● **DATA**
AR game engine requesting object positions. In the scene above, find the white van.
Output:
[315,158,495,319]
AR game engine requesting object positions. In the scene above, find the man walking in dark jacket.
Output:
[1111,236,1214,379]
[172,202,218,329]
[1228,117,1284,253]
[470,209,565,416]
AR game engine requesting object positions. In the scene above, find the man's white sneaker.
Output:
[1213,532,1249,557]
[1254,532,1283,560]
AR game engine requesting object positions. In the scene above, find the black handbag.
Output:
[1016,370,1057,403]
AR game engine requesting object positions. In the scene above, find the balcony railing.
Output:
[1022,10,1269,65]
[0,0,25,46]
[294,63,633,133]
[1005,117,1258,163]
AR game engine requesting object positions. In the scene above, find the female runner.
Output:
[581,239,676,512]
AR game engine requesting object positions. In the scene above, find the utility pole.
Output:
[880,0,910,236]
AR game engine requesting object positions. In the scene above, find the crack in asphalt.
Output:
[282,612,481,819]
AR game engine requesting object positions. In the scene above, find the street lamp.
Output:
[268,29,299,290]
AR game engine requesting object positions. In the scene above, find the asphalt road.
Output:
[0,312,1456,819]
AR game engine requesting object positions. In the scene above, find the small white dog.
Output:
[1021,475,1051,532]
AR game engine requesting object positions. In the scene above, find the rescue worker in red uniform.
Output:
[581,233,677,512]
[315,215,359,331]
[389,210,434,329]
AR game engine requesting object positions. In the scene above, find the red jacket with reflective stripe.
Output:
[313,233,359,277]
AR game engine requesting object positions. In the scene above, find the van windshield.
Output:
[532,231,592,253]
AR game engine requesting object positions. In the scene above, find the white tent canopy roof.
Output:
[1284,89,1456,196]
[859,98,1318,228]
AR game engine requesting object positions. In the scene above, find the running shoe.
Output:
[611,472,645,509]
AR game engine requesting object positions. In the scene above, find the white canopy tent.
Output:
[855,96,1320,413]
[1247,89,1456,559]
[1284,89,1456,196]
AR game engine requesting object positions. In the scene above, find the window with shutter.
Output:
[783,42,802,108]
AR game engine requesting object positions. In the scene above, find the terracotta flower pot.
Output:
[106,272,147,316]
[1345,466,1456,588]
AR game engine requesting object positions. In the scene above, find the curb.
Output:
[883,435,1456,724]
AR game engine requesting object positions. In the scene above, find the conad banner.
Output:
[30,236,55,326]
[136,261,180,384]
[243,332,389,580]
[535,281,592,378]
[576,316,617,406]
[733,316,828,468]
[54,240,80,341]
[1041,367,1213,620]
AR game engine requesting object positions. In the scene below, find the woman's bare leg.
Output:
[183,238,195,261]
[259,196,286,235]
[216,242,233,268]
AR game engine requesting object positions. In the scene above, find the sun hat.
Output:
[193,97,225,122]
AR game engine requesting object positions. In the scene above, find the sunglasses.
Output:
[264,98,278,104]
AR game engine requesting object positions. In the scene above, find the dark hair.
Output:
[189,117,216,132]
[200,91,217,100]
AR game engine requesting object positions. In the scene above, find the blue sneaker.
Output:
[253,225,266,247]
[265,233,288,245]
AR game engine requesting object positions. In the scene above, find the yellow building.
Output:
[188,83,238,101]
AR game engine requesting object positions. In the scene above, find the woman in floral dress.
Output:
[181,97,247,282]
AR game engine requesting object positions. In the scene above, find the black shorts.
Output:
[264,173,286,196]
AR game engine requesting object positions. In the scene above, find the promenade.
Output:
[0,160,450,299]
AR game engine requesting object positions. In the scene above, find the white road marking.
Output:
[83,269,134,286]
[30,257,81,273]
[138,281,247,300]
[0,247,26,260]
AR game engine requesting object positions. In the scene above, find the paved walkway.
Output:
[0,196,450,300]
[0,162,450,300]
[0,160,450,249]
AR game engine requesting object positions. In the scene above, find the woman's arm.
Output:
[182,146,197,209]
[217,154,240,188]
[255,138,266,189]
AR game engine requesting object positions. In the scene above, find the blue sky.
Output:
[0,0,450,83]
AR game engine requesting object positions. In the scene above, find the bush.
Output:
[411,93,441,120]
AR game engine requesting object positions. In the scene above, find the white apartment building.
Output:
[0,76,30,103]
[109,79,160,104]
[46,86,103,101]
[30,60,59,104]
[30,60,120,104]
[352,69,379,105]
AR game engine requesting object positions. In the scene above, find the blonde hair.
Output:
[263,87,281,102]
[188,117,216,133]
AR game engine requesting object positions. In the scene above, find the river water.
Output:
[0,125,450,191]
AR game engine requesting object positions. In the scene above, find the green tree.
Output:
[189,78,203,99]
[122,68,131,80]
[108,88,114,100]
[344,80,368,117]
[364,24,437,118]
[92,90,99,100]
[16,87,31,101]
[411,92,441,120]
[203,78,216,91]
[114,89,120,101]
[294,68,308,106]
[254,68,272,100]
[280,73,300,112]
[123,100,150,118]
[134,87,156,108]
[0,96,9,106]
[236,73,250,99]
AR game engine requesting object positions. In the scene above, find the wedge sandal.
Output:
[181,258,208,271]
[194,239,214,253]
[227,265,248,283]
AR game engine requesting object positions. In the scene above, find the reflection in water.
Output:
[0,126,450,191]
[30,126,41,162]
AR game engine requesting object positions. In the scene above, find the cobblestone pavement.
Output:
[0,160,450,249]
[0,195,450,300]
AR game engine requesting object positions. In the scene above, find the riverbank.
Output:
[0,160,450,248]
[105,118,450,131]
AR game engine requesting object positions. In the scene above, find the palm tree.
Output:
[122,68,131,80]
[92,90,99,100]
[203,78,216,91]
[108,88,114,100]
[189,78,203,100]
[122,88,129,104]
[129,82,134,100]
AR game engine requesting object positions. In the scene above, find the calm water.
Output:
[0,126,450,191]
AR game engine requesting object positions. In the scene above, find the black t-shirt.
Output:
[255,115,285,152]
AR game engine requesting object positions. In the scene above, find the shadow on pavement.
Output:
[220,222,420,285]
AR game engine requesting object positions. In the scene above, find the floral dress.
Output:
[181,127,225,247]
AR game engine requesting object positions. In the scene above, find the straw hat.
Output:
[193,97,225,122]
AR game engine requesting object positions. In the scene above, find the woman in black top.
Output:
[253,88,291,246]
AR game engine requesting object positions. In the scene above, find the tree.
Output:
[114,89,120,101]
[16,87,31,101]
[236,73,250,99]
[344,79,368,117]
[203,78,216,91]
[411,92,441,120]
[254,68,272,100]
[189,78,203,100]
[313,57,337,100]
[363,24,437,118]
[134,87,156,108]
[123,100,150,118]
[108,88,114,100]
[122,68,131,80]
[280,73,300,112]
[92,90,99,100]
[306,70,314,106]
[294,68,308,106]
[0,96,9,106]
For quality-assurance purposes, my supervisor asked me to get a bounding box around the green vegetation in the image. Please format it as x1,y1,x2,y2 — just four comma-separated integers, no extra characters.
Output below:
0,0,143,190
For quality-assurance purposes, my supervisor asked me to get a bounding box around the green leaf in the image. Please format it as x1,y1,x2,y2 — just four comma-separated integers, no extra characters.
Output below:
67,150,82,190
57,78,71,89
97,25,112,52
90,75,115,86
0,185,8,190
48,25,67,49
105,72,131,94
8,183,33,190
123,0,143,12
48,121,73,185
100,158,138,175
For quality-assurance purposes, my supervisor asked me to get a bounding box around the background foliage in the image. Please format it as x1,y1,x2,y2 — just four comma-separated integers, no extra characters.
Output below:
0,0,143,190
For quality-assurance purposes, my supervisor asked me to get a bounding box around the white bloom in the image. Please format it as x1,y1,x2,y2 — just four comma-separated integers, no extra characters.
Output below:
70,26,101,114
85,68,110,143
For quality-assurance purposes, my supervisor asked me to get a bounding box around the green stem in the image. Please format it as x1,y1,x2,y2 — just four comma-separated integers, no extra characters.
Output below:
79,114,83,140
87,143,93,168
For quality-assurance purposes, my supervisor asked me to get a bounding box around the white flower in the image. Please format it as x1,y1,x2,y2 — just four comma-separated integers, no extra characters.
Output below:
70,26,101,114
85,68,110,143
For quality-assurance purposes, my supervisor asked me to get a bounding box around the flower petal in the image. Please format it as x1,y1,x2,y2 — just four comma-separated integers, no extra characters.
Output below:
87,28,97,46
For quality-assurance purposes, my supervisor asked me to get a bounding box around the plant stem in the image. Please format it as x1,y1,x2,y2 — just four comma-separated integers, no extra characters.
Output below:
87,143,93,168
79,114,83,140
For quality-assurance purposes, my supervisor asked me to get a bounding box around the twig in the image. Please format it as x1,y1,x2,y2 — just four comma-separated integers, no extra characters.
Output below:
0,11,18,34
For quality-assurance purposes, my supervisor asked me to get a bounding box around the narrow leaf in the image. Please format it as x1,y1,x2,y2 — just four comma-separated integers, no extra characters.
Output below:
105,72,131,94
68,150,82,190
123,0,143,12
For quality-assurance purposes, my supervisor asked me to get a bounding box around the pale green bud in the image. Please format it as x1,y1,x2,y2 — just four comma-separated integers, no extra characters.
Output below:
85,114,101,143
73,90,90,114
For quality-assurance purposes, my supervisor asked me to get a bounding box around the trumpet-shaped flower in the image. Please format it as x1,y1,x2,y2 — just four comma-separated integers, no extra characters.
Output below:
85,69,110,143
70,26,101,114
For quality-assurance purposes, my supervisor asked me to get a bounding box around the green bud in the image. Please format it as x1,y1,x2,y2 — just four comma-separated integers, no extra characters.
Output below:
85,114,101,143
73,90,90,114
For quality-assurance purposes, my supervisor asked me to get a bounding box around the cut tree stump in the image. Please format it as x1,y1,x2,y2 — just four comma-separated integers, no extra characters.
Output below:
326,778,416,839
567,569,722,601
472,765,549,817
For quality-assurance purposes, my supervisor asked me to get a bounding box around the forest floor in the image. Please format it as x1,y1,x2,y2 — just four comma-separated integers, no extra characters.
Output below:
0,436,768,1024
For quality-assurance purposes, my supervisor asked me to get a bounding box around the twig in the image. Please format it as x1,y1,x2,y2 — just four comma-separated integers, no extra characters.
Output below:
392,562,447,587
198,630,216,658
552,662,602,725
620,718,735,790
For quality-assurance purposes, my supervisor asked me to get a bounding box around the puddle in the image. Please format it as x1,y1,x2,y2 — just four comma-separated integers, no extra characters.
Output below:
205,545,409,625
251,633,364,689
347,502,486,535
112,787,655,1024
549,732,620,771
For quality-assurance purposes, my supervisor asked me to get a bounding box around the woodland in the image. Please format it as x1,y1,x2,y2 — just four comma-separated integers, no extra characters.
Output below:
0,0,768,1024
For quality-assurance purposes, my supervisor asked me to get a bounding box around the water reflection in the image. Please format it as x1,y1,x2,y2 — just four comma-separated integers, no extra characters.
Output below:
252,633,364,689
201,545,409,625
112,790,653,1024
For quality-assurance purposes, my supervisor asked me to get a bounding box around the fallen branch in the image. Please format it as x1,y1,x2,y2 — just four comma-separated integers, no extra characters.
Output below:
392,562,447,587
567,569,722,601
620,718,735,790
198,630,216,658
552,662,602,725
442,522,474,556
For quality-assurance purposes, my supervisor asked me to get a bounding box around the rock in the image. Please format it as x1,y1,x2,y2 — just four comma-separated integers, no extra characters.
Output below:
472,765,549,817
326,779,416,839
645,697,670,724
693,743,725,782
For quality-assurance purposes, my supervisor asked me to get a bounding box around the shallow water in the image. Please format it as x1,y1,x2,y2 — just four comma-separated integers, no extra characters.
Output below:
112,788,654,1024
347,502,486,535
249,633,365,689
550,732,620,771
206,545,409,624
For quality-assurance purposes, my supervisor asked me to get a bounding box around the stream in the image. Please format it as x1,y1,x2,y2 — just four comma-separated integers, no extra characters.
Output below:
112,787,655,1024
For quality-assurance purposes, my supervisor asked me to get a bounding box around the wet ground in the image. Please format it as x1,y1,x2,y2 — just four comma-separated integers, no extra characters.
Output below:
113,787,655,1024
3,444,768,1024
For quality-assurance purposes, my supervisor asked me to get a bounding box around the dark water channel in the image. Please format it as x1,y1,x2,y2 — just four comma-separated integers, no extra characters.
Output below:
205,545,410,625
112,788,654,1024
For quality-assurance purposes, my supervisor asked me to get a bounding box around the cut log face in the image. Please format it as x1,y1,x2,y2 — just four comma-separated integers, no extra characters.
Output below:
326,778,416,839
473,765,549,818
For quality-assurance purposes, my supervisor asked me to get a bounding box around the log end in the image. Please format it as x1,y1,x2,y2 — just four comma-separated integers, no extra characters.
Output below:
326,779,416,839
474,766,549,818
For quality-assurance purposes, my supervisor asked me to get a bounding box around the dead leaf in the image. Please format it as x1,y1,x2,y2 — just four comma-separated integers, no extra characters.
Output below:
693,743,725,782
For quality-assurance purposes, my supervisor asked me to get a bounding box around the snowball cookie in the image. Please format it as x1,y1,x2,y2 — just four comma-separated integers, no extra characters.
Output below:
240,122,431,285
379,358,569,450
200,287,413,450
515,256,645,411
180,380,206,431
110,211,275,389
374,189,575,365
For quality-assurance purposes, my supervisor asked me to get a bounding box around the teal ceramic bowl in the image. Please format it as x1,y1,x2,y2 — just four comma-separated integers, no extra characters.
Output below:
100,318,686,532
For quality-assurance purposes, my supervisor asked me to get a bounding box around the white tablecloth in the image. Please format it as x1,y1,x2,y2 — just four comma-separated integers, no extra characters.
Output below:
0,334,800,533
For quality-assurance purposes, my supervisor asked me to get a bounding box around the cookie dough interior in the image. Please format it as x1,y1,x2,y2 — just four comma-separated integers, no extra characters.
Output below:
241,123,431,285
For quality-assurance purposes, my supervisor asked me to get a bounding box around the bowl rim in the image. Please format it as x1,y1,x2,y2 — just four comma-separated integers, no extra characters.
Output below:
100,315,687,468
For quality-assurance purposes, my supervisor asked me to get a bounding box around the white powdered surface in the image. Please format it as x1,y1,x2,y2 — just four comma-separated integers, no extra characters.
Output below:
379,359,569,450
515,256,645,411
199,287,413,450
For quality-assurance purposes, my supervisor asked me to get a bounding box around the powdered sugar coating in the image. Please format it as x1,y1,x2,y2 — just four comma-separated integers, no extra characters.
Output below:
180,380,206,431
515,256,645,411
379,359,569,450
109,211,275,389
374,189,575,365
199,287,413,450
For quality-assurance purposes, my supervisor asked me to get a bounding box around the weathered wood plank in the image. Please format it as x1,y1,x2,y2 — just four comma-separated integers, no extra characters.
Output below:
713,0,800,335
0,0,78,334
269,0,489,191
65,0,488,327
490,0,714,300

● **EXERCISE GOAL**
List every line of the records that contains the word "hair", copying each line in full and matching case exactly.

● **EXERCISE ANSWER**
AR game engine requesting object positions. In the scene above, find the dark hair.
AR game engine requesting object positions. In the scene above, find the blonde hair.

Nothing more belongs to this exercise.